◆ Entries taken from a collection
Start of Block

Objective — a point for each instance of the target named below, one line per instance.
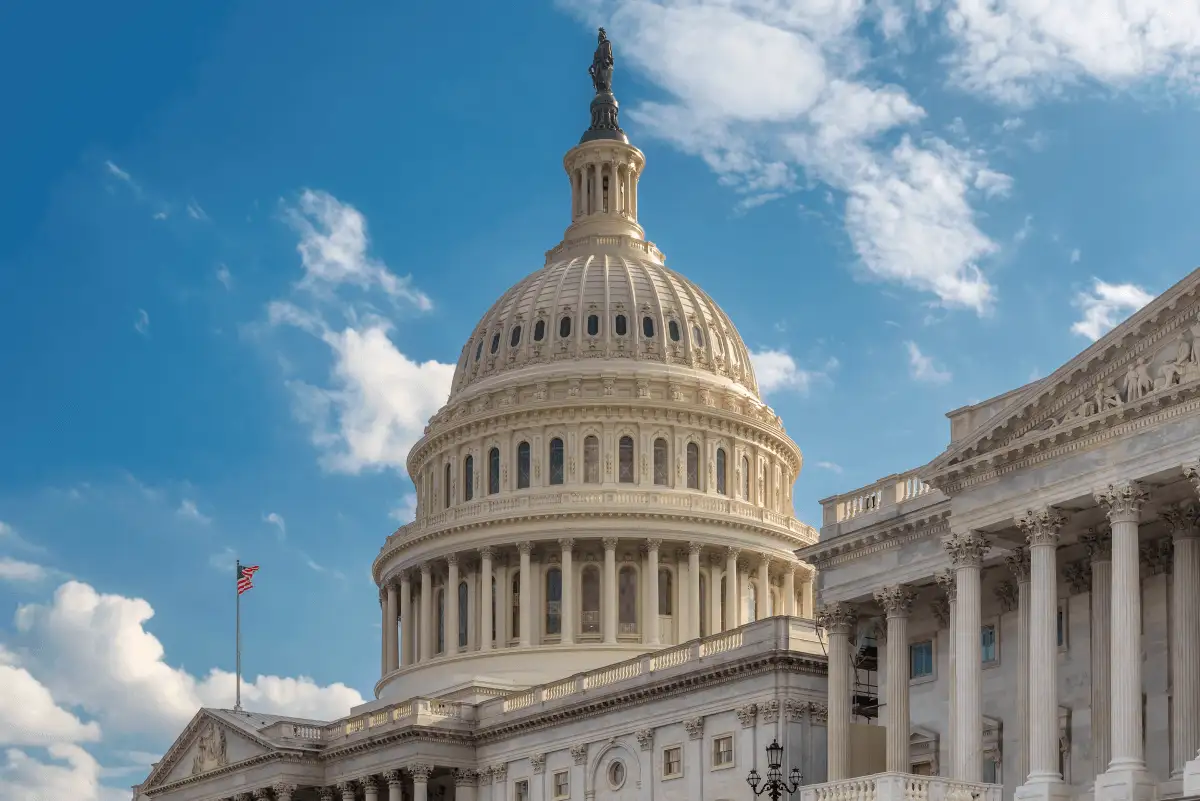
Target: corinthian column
(1041, 529)
(1019, 564)
(1126, 777)
(966, 553)
(1099, 550)
(838, 619)
(1185, 637)
(897, 602)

End of Block

◆ Exercise brief
Write out the entries above in full and exactly; no pictures.

◆ Output below
Objective — a point for each instance of the target named below, one line per instance.
Target: corinthian column
(1041, 529)
(1019, 564)
(1126, 777)
(966, 553)
(1099, 550)
(838, 619)
(1185, 637)
(897, 602)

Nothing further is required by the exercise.